[Recorded data]
•••••

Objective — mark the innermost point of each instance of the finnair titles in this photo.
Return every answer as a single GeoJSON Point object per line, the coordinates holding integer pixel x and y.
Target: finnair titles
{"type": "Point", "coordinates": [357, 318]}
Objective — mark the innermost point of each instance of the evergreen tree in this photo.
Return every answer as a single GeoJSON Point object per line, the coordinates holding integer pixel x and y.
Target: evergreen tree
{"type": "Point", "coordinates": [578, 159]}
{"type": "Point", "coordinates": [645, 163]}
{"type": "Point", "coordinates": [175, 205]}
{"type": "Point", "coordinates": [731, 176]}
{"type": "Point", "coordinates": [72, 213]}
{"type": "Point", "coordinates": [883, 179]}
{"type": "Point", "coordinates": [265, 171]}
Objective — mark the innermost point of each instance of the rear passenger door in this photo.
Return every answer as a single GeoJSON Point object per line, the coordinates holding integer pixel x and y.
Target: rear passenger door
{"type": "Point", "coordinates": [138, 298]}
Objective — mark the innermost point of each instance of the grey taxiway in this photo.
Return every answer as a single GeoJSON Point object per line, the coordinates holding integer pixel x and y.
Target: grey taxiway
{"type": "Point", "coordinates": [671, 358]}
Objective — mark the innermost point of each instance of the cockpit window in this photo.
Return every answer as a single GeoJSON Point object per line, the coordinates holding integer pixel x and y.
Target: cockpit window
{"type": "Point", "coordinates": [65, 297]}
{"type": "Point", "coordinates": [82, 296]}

•••••

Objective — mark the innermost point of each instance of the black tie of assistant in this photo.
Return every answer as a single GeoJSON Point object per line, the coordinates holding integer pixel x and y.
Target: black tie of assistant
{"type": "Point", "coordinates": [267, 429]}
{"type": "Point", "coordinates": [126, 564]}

•••••

- [What this task involves]: A verbatim transcription is needed of the lines above, starting at the line with "titles in this photo." and ending at the line with "tree in this photo.", both included, and of nothing else.

- [Exercise answer]:
Objective — mark the innermost point of each instance of the finnair titles in this photo.
Return every answer as a single GeoJSON Point object per line, the coordinates holding integer pixel x and y.
Target: finnair titles
{"type": "Point", "coordinates": [357, 318]}
Objective — mark the innermost point of each instance of the evergreen tree in this photo.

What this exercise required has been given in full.